Task to complete:
Upon reaching the line containing "</instance>", output that line and all remaining lines exactly, through the end of the entries, and output nothing before it.

Supplied material:

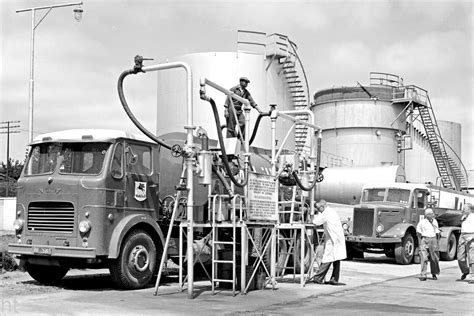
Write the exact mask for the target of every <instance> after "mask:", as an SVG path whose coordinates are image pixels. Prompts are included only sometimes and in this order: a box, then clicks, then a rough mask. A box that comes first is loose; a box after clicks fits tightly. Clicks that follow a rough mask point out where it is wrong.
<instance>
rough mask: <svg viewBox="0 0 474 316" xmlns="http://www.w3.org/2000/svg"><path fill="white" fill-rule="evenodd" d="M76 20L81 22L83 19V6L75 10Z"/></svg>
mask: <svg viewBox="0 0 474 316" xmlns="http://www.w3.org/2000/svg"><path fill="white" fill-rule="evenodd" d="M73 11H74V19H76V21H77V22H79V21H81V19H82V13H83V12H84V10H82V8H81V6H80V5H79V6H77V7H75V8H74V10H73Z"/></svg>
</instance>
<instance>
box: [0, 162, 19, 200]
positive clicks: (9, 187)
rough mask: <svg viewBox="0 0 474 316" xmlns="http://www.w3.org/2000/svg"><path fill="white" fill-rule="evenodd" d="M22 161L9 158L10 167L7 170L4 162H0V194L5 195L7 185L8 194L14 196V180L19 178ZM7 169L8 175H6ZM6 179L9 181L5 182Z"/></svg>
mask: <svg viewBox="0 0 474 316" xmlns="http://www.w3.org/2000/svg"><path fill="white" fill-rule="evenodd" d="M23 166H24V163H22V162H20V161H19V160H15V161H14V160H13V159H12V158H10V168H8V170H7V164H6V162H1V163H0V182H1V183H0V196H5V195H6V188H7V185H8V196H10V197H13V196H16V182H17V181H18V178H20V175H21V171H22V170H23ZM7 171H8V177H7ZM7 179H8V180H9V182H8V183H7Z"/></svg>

Answer space:
</instance>
<instance>
box: [0, 162, 19, 200]
positive clicks: (9, 187)
rough mask: <svg viewBox="0 0 474 316" xmlns="http://www.w3.org/2000/svg"><path fill="white" fill-rule="evenodd" d="M22 161L9 158L10 167L7 170L4 162H0V194L5 195L7 185L8 194L14 196V180L19 178ZM7 169L8 175H6ZM6 179L9 181L5 182Z"/></svg>
mask: <svg viewBox="0 0 474 316" xmlns="http://www.w3.org/2000/svg"><path fill="white" fill-rule="evenodd" d="M23 166H24V163H22V162H20V161H19V160H15V161H14V160H13V159H12V158H10V168H8V170H7V164H6V162H1V163H0V182H1V183H0V196H5V195H6V188H7V185H8V196H10V197H13V196H16V182H17V181H18V178H20V175H21V171H22V170H23ZM7 171H8V177H7ZM7 179H8V180H9V182H8V183H7Z"/></svg>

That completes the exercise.